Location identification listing

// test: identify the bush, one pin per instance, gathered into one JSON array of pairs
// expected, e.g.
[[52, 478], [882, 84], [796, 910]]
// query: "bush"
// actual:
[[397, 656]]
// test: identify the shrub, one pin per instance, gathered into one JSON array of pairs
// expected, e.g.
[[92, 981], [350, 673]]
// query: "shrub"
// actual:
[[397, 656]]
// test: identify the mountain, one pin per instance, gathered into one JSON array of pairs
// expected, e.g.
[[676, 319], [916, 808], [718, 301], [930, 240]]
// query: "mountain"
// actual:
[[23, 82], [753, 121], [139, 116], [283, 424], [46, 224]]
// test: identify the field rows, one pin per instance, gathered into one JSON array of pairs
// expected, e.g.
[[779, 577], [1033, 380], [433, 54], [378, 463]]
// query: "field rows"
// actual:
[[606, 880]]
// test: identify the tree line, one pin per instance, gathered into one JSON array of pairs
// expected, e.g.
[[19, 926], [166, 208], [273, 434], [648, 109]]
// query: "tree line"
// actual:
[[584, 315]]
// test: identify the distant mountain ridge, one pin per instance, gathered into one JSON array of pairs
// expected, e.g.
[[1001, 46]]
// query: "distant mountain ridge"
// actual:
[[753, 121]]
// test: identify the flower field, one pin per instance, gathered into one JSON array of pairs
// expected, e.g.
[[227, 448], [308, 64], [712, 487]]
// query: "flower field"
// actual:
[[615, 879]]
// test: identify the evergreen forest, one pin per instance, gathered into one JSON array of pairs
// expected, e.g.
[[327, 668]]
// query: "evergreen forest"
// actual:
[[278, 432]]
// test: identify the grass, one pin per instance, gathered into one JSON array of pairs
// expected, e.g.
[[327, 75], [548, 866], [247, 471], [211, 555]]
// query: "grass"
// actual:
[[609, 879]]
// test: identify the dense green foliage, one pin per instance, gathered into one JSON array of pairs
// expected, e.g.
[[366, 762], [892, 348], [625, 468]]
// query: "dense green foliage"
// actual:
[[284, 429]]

Requirement:
Copy the listing exactly, starting at the line that contains "identify the field" and continuing through the last line of the listing.

Answer for the task:
// test: identify the field rows, one pin per instance, gathered into one JSON array of pairs
// expected, e.g.
[[779, 577], [1033, 380], [433, 54], [378, 463]]
// query: "field rows"
// actual:
[[606, 880]]
// test: identify the tree line, one pin per instance, gathered into one JSON array of pairs
// expected, e.g.
[[19, 926], [166, 208], [273, 434], [648, 109]]
// query: "tree line"
// actual:
[[584, 315]]
// test: identify the distant mountain ridge, one pin per instance, gathered into one JSON array of pairs
// expected, e.g.
[[1001, 46]]
// query: "distant mountain ridge"
// actual:
[[753, 121]]
// test: identify the flower field, one pin per instance, gathered into one JSON array of pairs
// expected, e.g.
[[227, 448], [308, 64], [712, 487]]
// query: "flower field"
// actual:
[[615, 879]]
// test: identify the evergreen forest, one pin per instance, gathered into one JSON array of pairs
// expected, e.g.
[[327, 668]]
// query: "evergreen forest"
// actual:
[[278, 432]]
// test: identify the grass, one pin per instance, gathered into one JSON array of pairs
// expected, e.g.
[[327, 75], [548, 866], [247, 471], [211, 555]]
// query: "grass"
// actual:
[[609, 879]]
// test: identify the dense green foliage, one pin per instance, gathered into one JSON array of pairs
// expected, e.g.
[[366, 762], [892, 348], [625, 468]]
// query: "dense green foliage"
// actual:
[[284, 429]]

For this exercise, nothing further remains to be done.